Across the city, a short tram ride from the centre, I visited the Nymphenburg Palace, probably the most elegant of Ludwig’s homes – and the one in which he was born. The building is vast and the grounds even more extensive, containing lakes and fountains and numerous smaller buildings, including some exotic pavilions – one of them, the Amalienburg, containing yet another Hall of Mirrors into which the king, during his unhappy childhood, would escape to be alone with his thoughts. No doubt it was here that he began to dream about the fantastic palaces he would later design and build.
Ludwig was a complex, fascinating man, probably mentally unstable (see my Blog: The Madness of King Ludwig), but endowed with the fertile imagination and fierce royal determination that has bequeathed to the world some beautiful, unforgettable buildings – all of which are open to the public. If you get a chance to visit them, seize it!
Authenticity is important to me in my novels. If I write about a particular location, I want it be accurate and true to the place. That generally means book or internet research isn’t sufficient: to get it just right, I need to visit the location.

□ □ □

TASKS TO PERFORM:
**a)** According to the excerpt about Ludwig's palaces, which pavilion on the Nymphenburg grounds contains another Hall of Mirrors?
**b)** Summarize the excerpt about Ludwig's palaces in exactly two sentences.

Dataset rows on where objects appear
□ □ □

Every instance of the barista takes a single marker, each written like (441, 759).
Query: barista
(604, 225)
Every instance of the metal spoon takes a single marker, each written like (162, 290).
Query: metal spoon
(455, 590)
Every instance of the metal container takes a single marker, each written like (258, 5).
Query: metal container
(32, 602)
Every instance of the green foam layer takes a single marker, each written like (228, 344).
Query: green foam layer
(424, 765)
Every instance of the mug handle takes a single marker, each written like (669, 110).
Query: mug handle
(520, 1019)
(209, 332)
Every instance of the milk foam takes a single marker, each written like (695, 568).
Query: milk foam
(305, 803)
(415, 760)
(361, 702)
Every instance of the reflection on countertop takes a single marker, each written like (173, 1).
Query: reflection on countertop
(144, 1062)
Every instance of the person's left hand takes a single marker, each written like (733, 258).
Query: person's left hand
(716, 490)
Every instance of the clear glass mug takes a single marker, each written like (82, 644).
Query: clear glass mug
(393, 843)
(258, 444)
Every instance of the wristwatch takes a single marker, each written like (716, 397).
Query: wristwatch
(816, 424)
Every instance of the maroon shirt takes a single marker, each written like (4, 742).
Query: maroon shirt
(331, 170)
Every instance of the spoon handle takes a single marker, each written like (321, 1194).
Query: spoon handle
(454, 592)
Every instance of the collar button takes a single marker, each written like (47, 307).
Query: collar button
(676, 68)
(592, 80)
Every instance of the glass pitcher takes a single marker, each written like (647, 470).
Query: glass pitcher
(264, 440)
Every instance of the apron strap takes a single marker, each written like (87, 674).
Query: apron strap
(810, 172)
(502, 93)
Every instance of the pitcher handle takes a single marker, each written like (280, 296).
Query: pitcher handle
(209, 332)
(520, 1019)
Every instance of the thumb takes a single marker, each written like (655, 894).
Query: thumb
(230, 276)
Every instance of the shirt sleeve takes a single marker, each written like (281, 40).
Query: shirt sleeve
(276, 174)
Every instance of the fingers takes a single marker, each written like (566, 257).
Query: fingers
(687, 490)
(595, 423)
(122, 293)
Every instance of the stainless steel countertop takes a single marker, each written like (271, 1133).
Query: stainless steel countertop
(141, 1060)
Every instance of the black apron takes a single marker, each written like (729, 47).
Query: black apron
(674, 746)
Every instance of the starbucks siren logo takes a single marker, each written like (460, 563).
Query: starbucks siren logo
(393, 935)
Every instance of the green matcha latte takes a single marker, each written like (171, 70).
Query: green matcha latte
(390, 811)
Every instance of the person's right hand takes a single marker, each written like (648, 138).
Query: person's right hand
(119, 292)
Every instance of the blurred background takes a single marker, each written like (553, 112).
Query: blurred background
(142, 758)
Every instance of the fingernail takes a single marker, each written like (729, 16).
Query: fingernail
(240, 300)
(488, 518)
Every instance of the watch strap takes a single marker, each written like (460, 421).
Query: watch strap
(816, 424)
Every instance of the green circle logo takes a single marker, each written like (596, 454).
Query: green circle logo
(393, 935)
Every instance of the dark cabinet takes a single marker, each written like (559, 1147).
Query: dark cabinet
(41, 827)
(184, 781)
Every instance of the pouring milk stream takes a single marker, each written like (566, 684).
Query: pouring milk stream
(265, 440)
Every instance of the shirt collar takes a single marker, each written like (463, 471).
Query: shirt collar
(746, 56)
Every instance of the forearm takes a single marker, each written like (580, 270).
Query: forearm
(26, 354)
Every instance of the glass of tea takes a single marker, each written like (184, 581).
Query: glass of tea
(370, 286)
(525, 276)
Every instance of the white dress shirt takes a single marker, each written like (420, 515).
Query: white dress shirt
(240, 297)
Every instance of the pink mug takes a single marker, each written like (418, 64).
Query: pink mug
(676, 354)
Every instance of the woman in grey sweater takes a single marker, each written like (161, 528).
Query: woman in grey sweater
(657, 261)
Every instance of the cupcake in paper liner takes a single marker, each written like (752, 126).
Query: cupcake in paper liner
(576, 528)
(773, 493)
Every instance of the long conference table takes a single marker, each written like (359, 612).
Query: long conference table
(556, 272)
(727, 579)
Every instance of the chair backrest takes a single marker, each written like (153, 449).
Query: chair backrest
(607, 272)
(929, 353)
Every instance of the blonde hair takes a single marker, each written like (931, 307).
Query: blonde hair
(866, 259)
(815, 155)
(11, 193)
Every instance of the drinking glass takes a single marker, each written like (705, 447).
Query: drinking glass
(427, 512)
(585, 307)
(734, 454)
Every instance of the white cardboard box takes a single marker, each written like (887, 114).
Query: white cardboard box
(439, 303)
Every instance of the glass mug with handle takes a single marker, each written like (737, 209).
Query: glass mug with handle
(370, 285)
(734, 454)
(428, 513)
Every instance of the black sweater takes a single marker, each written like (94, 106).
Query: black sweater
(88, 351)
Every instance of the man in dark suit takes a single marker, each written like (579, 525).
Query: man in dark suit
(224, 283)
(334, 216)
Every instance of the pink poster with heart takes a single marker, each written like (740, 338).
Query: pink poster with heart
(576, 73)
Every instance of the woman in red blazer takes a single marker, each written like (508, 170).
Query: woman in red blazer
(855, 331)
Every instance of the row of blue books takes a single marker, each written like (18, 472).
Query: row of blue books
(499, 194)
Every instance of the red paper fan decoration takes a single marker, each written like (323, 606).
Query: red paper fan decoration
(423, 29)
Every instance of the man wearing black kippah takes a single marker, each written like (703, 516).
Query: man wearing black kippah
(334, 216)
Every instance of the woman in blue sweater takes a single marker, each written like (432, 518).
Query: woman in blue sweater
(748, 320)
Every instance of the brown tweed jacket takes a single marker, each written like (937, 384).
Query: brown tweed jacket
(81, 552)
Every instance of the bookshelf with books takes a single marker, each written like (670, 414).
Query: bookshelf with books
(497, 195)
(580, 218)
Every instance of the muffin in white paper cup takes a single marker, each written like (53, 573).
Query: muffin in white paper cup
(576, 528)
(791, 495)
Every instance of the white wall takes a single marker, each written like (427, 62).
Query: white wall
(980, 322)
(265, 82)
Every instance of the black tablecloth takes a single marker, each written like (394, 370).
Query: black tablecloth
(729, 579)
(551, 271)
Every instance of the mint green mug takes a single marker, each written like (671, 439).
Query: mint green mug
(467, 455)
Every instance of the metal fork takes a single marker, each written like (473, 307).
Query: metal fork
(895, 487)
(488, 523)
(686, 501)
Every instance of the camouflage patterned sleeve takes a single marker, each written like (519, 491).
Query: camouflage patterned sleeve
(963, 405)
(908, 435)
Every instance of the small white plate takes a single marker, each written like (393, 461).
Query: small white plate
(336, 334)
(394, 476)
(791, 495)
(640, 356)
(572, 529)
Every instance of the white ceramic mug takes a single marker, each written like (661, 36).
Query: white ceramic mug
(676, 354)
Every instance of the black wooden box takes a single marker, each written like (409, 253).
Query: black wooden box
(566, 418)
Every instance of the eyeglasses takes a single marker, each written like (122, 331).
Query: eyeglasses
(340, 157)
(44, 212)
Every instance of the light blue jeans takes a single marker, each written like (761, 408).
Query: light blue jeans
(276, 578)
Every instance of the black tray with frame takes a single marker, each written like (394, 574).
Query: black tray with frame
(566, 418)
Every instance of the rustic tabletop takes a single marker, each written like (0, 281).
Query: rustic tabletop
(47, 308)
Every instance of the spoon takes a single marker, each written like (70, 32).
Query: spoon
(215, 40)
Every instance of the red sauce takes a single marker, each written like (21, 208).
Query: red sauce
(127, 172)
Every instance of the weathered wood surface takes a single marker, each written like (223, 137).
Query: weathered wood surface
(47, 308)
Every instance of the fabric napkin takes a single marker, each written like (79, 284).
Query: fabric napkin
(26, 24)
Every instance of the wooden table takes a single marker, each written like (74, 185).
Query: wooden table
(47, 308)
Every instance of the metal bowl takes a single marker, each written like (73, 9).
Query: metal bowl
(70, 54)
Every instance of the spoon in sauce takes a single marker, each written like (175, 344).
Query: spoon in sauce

□ □ □

PROBLEM SOLUTIONS:
**a)** The Amalienburg.

**b)** The writer visited the Nymphenburg Palace, where Ludwig was born, whose extensive grounds include the Amalienburg pavilion with a Hall of Mirrors where he escaped to be alone during his unhappy childhood. Ludwig, probably mentally unstable but gifted with a fertile imagination and fierce determination, left beautiful buildings that are open to the public, and the writer visits such locations in person so that they are accurate in the writer's novels.